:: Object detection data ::

####

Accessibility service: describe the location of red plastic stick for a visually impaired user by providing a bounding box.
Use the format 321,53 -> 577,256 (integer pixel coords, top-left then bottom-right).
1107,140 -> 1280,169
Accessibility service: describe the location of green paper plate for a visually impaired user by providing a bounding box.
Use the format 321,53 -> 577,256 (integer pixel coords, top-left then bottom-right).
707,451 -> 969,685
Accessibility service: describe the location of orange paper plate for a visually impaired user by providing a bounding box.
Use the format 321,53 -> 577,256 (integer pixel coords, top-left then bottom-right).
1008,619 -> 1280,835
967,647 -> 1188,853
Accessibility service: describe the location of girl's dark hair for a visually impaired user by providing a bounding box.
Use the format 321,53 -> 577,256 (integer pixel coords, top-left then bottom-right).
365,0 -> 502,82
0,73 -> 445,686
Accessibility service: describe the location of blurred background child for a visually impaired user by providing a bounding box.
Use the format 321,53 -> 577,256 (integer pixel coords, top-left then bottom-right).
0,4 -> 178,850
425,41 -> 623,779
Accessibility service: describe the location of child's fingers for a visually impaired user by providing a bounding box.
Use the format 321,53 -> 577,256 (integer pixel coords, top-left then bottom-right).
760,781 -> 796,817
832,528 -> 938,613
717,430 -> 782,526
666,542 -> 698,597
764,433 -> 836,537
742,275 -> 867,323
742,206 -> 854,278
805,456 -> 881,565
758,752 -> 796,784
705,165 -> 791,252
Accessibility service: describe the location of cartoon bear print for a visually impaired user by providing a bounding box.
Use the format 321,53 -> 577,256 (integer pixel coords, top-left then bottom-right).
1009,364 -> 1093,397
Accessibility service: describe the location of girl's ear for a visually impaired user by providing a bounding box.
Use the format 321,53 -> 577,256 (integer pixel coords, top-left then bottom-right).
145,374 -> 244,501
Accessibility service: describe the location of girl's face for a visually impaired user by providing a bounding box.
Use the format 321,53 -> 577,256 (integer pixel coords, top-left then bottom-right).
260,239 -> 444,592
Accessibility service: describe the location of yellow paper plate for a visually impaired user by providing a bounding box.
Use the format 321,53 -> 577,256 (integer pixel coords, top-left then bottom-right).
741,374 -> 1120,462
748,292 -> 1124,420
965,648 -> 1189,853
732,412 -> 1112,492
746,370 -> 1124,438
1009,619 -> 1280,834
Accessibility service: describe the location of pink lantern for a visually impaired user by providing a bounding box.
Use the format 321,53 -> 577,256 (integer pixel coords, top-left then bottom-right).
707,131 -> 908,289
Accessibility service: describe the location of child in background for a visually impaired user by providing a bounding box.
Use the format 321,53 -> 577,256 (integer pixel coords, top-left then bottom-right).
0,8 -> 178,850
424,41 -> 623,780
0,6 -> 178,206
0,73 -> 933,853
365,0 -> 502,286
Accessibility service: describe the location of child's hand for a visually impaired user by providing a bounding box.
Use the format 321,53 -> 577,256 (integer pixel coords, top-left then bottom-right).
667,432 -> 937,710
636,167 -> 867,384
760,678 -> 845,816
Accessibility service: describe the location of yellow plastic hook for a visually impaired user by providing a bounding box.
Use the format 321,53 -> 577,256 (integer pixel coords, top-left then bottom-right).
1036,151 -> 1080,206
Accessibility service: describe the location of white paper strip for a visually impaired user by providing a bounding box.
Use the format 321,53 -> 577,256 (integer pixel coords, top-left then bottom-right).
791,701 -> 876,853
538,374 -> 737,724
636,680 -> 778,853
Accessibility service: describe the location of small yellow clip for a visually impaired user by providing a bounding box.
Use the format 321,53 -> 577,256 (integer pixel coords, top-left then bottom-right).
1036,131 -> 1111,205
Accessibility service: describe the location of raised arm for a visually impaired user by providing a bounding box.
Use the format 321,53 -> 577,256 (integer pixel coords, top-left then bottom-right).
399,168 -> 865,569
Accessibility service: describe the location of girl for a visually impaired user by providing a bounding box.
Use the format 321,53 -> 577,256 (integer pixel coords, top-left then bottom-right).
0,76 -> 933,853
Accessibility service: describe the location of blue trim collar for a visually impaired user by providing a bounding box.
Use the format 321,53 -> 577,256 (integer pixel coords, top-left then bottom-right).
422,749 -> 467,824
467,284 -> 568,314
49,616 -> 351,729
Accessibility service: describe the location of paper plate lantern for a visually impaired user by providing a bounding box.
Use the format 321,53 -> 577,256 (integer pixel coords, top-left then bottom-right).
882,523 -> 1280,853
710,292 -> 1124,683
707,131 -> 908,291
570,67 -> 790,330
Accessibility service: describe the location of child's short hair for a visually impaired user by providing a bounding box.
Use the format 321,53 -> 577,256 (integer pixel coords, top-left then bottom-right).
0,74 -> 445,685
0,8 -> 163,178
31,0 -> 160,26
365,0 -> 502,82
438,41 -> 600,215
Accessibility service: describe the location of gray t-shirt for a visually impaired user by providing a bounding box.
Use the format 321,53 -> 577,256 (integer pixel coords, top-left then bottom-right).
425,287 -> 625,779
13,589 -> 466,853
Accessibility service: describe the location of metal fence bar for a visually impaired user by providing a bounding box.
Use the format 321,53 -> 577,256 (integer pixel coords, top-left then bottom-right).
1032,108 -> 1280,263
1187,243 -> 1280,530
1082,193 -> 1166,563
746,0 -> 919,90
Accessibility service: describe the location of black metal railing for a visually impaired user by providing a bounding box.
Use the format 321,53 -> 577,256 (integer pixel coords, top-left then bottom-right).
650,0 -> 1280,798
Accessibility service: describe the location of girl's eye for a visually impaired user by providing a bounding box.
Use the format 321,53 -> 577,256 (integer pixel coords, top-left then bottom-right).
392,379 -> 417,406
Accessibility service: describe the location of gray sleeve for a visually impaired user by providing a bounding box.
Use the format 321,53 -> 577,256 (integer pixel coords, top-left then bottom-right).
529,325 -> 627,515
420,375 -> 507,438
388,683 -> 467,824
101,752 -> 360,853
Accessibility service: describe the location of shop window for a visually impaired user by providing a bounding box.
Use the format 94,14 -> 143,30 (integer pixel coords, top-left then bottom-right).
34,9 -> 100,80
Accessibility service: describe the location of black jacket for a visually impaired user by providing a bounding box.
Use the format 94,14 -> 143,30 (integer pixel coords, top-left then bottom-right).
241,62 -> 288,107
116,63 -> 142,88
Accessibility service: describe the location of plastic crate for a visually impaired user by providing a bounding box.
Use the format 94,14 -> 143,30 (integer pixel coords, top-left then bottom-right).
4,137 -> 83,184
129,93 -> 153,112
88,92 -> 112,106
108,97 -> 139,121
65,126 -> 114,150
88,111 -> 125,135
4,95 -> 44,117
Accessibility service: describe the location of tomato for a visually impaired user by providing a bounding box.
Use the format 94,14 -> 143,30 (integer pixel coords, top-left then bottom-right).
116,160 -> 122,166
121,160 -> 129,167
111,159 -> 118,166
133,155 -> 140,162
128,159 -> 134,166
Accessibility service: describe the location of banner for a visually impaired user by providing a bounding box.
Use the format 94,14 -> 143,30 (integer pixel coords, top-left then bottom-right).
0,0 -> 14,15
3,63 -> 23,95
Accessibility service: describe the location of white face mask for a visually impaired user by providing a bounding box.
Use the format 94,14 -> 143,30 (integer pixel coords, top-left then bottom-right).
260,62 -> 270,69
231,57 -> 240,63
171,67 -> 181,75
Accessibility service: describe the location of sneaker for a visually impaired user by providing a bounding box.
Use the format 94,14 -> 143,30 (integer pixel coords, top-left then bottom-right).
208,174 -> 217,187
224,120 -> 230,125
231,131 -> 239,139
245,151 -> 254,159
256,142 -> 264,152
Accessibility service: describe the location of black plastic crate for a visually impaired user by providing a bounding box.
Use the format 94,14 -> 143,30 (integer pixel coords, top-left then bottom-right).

####

:: Task requirements ::
Copy the lines of the listing above word for word, starting at the line that contains "Accessibility service: describe the location of paper" and ending at the line that contains "13,589 -> 466,853", with both of those lines included.

:: Task response ::
Accessibility service: describe the location of paper plate lantern for a visually impaired user by providing a bounding box.
Use the format 321,53 -> 577,256 (integer pixel coords, top-left then bottom-right).
882,523 -> 1280,853
710,292 -> 1124,683
707,131 -> 908,291
570,67 -> 790,330
Accessibility service: describe the location of child's short hair for a visually impaired user by providing a bounding box.
Use the format 321,53 -> 577,256 (integer pixel coords, top-left then bottom-right).
0,74 -> 445,685
0,8 -> 163,178
31,0 -> 160,26
365,0 -> 502,82
438,41 -> 600,215
Accessibility service: describe the location of gray t-shirt for a visually impaired user by providing a bounding box.
Use the format 321,53 -> 577,256 (integer pixel coords, top-left then bottom-right).
425,287 -> 625,779
13,589 -> 466,853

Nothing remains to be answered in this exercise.